Retype, word for word, the part of the forum thread that opens with the words containing "I think everyone" and closes with "relatable it is.".

══ GIVEN PASSAGE

If all else fails...I take whatever karma gives me and move on. Learn from the mistakes and get better next time.

Reactions: Funny 1


----------



## Gin Ichimaru's Shadow (May 31, 2018)

Lord Valgaav said:


> Personally I always make plans for failure. I make several assumptions on how whatever schemes I have might fall apart, and plan accordingly on how to save them or bail myself out.
> 
> If all else fails...I take whatever karma gives me and move on. Learn from the mistakes and get better next time.


Big brains think same way. I also create at least 2 plans to take control over the situation.


----------



## Lord Valgaav (May 31, 2018)

Gin Ichimaru's Shadow said:


> Big brains think same way. I also create at least 2 plans to take control over the situation.



Its a must unless you want to end up similar to Light at the end of Death Note.


----------



## Lurko (May 31, 2018)

Lord Valgaav said:


> Personally I always make plans for failure. I make several assumptions on how whatever schemes I have might fall apart, and plan accordingly on how to save them or bail myself out.
> 
> If all else fails...I take whatever karma gives me and move on. Learn from the mistakes and get better next time.


What if they slap you


----------



## Lurko (May 31, 2018)

Gin Ichimaru's Shadow said:


> Big brains think same way. I also create at least 2 plans to take control over the situation.


Pick the ugly to get a free drink


----------



## Gin Ichimaru's Shadow (May 31, 2018)

Lord Valgaav said:


> Its a must unless you want to end up similar to Light at the end of Death Note.


Or Gin Ichimaru from Bleach or Tobito from Naruto.
Fuck. How did you know who is my favourite character in Death Note? When I feel that I take the control I say "Everything is going according to a plan"


----------



## Lord Valgaav (May 31, 2018)

Former Obd Lurker. said:


> What if they slap you



That would honestly be the best outcome lol. I can take a simple slap.


----------



## Gin Ichimaru's Shadow (May 31, 2018)

Former Obd Lurker. said:


> Pick the ugly to get a free drink


Convince parents to buy you new console.


----------



## Gin Ichimaru's Shadow (May 31, 2018)

Lord Valgaav said:


> That would honestly be the best outcome lol. I can take a simple slap.


You can always call Police(if there were no witnesses and person you talk to didn't record it).


----------



## Lord Valgaav (May 31, 2018)

Gin Ichimaru's Shadow said:


> Or Gin Ichimaru from Bleach or Tobito from Naruto.
> Fuck. How did you know who is my favourite character in Death Note? When I feel that I take the control I say "Everything is going according to a plan"



I think everyone with manipulative minds have a soft spot for Light and can see some of themselves in him. Thats what makes the show so brilliant is how frighteningly relatable it is.


----------



## Lurko (May 31, 2018)

Gin Ichimaru's Shadow said:


> Convince parents to buy you new console.

════
══ DATA EXTRACT

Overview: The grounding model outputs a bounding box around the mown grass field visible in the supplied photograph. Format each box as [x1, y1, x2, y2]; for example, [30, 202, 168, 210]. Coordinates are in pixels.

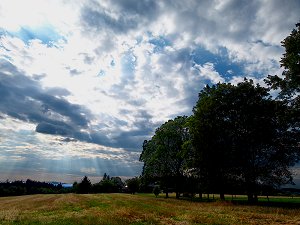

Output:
[0, 194, 300, 225]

════

EXERCISE RESPONSE —
I think everyone with manipulative minds have a soft spot for Light and can see some of themselves in him. Thats what makes the show so brilliant is how frighteningly relatable it is.